**DOCUMENT SEGMENT**.
◇ ◇ ◇
The Impact Of Russia Sanctions On Central Asia – Analysis

Since Vladimir Putin launched his full-scale invasion of Ukraine and invited the largest international sanctions regime against Russia since the Second World War, Central Asia and the Caucasus have been forced into an uncomfortable position at the front of the accompanying economic war.

The region finds itself in a position that its constituent states did not choose, and its countries have engaged in complex and differentiated balancing strategies. Notably, not one has brought the sanctions into its legislation and regulation, though most have quietly pushed for compliance to avoid the significant risks that come with falling afoul of those issued by the West and the United States in particular. The sanctions have undeniably had some costs for the region—particularly for businesses deeply integrated into Russia, or whose leadership is. However, forcing the Kremlin into an economically defensive position has also inadvertently opened up new opportunities for the region, some of which offer potential long-term benefits while others carry significant risks.
◇ ◇ ◇
[Data listing]
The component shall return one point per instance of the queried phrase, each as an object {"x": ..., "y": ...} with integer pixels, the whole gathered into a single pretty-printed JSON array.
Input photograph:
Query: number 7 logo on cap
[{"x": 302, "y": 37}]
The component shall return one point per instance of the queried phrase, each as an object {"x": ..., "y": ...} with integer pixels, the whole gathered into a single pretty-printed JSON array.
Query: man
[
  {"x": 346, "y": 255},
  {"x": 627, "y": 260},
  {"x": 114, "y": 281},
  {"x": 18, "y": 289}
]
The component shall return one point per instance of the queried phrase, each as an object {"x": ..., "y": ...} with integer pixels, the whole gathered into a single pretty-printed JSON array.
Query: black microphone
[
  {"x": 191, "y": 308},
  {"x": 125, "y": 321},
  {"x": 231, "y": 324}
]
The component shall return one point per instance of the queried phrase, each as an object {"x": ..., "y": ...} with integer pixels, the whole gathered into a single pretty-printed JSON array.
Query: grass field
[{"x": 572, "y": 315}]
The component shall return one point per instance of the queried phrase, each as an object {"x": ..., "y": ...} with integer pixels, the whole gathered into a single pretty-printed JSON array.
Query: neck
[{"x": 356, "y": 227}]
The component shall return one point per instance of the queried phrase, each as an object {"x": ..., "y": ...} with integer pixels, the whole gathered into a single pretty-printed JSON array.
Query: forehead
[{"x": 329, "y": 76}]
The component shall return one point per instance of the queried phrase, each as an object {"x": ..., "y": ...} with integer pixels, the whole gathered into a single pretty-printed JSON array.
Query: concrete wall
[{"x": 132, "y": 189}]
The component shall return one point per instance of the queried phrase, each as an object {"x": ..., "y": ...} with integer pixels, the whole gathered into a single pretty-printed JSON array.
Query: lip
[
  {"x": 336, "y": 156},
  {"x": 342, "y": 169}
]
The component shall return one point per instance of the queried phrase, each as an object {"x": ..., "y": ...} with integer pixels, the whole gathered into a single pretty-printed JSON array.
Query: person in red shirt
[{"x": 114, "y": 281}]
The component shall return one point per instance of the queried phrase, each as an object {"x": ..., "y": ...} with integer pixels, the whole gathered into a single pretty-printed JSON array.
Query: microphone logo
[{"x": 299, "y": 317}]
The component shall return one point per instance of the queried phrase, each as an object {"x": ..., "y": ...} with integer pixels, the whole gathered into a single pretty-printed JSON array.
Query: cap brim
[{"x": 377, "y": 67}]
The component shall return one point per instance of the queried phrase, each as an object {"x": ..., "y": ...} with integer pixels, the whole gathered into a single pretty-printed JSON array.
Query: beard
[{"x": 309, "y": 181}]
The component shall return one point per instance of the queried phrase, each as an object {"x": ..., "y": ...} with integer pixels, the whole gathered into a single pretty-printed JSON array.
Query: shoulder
◇ ◇ ◇
**ACTIONS TO TAKE**.
1 - Reproduce the passage of the Russia sanctions article from "Since Vladimir Putin" to "accompanying economic war.".
2 - Resume the Russia sanctions article, writing on from its last sentence.

**ANSWERS GIVEN**.
1 -
Since Vladimir Putin launched his full-scale invasion of Ukraine and invited the largest international sanctions regime against Russia since the Second World War, Central Asia and the Caucasus have been forced into an uncomfortable position at the front of the accompanying economic war.

2 -
To more fully understand the impact of sanctions on the region, one must first examine their initial impact within the wider context of the ructions from Russia’s full-scale invasion of Ukraine. These disturbances include the brain drain and population shifts out of Russia that began shortly after and ramped up dramatically, if briefly, following the Kremlin’s introduction of conscription in September 2022. Then, the trade changes that the region has experienced in 2023 and 2024 can be more fully appreciated, and the importance of the region going forward can be understood.

The economic battlefield has shifted from managing the fallout of Putin’s weaponization of hydrocarbon supplies to restricting the trade into Russia that the Kremlin depends on to feed its war machine. Finally, examining the attitude and positioning toward the region of sanctions-imposing countries forms a picture of how Central Asia’s position is likely to shift—or be shifted—going forward. Sanctions are not a perfect tool, but they have become, and are likely to remain,the key instrument in the West’s geoeconomic approach to Russia, China, and other geopolitical challenges. They will, therefore, continue to shape Central Eurasia’s economic and political relationships with all of its key markets and regional powers.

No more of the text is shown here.